AIM OF THE TASK >> The response should consist of every record, reproduced exactly.

= Beginning of Section =

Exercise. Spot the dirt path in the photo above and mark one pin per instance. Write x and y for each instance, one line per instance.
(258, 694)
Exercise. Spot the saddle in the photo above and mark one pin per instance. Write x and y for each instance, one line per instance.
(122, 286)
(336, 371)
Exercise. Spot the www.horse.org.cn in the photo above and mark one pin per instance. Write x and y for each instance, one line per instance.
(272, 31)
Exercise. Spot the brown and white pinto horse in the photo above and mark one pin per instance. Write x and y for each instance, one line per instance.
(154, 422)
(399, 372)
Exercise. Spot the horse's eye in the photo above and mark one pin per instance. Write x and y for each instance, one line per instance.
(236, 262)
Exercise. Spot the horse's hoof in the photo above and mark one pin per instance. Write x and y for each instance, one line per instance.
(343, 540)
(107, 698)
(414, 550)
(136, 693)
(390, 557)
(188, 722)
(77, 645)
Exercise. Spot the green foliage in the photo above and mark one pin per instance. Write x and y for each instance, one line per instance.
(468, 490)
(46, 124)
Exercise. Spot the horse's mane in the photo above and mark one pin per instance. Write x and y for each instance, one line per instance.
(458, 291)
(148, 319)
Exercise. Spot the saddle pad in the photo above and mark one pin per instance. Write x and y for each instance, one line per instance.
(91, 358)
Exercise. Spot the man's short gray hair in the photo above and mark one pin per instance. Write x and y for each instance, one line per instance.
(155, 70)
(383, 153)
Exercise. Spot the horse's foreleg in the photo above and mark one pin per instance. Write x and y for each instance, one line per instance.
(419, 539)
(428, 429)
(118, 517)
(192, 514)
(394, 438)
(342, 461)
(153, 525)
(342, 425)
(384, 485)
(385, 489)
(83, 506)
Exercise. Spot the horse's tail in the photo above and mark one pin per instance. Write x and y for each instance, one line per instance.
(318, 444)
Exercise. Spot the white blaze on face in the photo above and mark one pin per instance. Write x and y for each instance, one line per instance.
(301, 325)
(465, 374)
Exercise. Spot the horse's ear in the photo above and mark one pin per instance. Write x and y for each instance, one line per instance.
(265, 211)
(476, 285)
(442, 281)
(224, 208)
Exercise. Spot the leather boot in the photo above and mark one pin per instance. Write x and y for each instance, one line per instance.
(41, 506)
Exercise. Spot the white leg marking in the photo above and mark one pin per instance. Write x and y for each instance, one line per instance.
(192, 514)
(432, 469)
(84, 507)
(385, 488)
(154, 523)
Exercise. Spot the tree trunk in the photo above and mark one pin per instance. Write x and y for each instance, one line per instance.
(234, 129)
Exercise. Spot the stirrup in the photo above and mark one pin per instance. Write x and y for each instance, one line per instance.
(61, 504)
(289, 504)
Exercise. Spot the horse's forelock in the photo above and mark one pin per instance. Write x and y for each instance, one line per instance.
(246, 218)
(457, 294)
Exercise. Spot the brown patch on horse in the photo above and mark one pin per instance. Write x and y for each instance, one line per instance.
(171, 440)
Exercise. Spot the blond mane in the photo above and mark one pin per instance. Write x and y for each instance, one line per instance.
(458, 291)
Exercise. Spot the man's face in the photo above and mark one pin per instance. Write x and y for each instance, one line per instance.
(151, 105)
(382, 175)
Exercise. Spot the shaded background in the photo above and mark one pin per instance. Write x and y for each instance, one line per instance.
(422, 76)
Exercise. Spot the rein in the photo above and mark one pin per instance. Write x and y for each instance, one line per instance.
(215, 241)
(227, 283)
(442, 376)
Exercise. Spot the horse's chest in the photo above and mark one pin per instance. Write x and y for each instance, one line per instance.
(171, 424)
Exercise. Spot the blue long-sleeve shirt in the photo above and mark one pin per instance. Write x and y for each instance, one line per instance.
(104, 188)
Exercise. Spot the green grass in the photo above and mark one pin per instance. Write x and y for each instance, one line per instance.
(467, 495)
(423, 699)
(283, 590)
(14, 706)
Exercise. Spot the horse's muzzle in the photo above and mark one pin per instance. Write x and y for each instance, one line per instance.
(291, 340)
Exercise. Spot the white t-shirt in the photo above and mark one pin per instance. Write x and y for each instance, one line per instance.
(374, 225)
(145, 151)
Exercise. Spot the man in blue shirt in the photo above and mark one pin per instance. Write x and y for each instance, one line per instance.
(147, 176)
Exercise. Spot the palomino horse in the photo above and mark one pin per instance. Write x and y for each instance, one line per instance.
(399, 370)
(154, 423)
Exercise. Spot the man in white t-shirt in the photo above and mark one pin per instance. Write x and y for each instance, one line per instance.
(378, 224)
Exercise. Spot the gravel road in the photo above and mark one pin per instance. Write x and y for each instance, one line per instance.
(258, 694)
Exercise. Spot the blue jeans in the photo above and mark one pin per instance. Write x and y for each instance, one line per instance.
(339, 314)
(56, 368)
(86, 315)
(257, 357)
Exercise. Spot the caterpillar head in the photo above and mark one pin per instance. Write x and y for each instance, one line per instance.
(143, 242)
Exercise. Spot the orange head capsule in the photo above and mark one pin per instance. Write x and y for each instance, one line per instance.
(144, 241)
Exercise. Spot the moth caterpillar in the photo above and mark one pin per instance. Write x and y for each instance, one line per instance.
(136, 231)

= End of Section =

ANSWER FOR THIS EXERCISE >>
Exercise. Spot the dirt path in the photo above and mark one pin per instance. Write x and y for each instance, one line per instance.
(258, 694)
Exercise. Spot the saddle in the photo above and mark one pin per instance. Write x and y for each instance, one line per instance.
(122, 286)
(336, 371)
Exercise. Spot the www.horse.org.cn in the photo above and mark one pin per instance. Write x and y for each instance, one line per instance.
(272, 31)
Exercise. Spot the brown and white pinto horse in the photo above and mark one pin per instance. Write x and y for each instance, one line per instance.
(154, 422)
(399, 372)
Exercise. Spot the horse's eye in the photo above and mark one pin per instance. Write x and y for each instance, one line per instance.
(236, 262)
Exercise. Spot the horse's hoof in the photo above and mark one pin per instance. Write x and y for each instance, one line per instance.
(343, 540)
(107, 698)
(414, 550)
(136, 693)
(390, 557)
(188, 722)
(77, 645)
Exercise. Spot the green foliage in the photo above and mark one pin per instance. Write x and y for each instance, one line per instance.
(468, 490)
(46, 124)
Exercise. Spot the horse's mane in the photo above and mark one pin per instance. Write x and y for each instance, one line per instance.
(458, 291)
(148, 319)
Exercise. Spot the saddle pad in the photo above and mark one pin per instance. Write x and y for each instance, one line per instance.
(91, 358)
Exercise. Spot the man's short gray hair in the photo above and mark one pin per instance. Write x and y for each instance, one line per instance.
(155, 70)
(383, 153)
Exercise. Spot the horse's foreleg in the photo above and mark one pin per instance. Write x and y for each instance, one line per instance.
(419, 539)
(428, 429)
(118, 517)
(192, 514)
(394, 438)
(342, 461)
(153, 525)
(342, 425)
(384, 485)
(385, 489)
(83, 506)
Exercise. Spot the horse's tail in the photo above and mark one pin per instance. Write x and y for each instance, one line per instance.
(318, 444)
Exercise. Spot the white blaze on face in the photo above and mark one pin per instance. Write x and y for each instance, one line per instance.
(301, 325)
(465, 374)
Exercise. Spot the horse's ear in the photo above and mark one pin per instance. Write x and y for each instance, one line per instance.
(265, 211)
(476, 285)
(442, 281)
(224, 208)
Exercise. Spot the leather boot in the photo above and mark one pin per instance. Write x and y for each instance, one line per instance.
(41, 506)
Exercise. Spot the white leg marking in the photo above and mark one pin per instance. Write x and y for each instance, one line per instance.
(192, 514)
(432, 469)
(84, 507)
(385, 488)
(154, 523)
Exercise. Spot the tree trunk in the photo above and mark one pin per instance. Write x and y for each instance, one line per instance.
(234, 129)
Exercise. Spot the stirrup in the photo above and mark one pin per instance. Write x and y for each instance, one line per instance.
(61, 504)
(289, 504)
Exercise. Spot the horse's forelock in the photo above and mark one pin per instance. Write x and y for each instance, one line per instance.
(246, 218)
(457, 294)
Exercise. Spot the brown patch on horse in the photo above and mark one pin per instance. Write x and y for each instance, one line per instance.
(171, 440)
Exercise. Spot the blond mane in the photo above and mark one pin per instance. Write x and y for each instance, one line per instance.
(458, 291)
Exercise. Spot the man's face in the photo above and mark one pin per instance. Write x and y for each instance, one line per instance.
(151, 105)
(382, 175)
Exercise. Spot the shaded background in the photo above and mark one pin per instance. Write x and y for each instance, one line per instance.
(422, 76)
Exercise. Spot the rein in the photo above and mark one pin per instance. Write x and y for each instance, one line per instance.
(215, 241)
(227, 283)
(442, 376)
Exercise. Spot the horse's chest in the photo above and mark one pin per instance. Write x and y for each instance, one line per instance.
(171, 424)
Exercise. Spot the blue long-sleeve shirt in the photo above and mark one pin per instance. Write x and y for each instance, one line per instance.
(104, 188)
Exercise. Spot the green grass in the photo above and mark one pin per instance. Write x and y for each instance, one line per instance.
(467, 495)
(423, 699)
(283, 590)
(14, 706)
Exercise. Spot the horse's muzzle in the photo above and mark one pin per instance. Write x and y for each instance, one line per instance.
(291, 340)
Exercise. Spot the white t-shirt in the photo above and mark one pin per instance. Write x and y for each instance, one line per instance.
(374, 225)
(145, 151)
Exercise. Spot the man in blue shirt in the photo above and mark one pin per instance. Write x and y for each instance, one line per instance.
(147, 176)
Exercise. Spot the palomino horse in the photo above and mark one pin per instance. Write x and y for each instance, one line per instance.
(399, 370)
(154, 423)
Exercise. Spot the man in white t-shirt in the photo above and mark one pin per instance. Write x and y for each instance, one line per instance.
(378, 224)
Exercise. Spot the gravel road in the photo above and mark one pin per instance. Write x and y for each instance, one line per instance.
(258, 694)
Exercise. Spot the blue jeans in the photo above and mark one pin per instance. Write x and y for each instance, one line per instance.
(339, 314)
(56, 368)
(86, 315)
(257, 357)
Exercise. Spot the caterpillar head in the photo above and mark one pin per instance. Write x and y for each instance, one line per instance.
(143, 242)
Exercise. Spot the orange head capsule in the photo above and mark one pin per instance. Write x and y for each instance, one line per instance.
(144, 241)
Exercise. Spot the moth caterpillar in the photo above and mark one pin per instance. Write x and y for each instance, one line per instance.
(136, 231)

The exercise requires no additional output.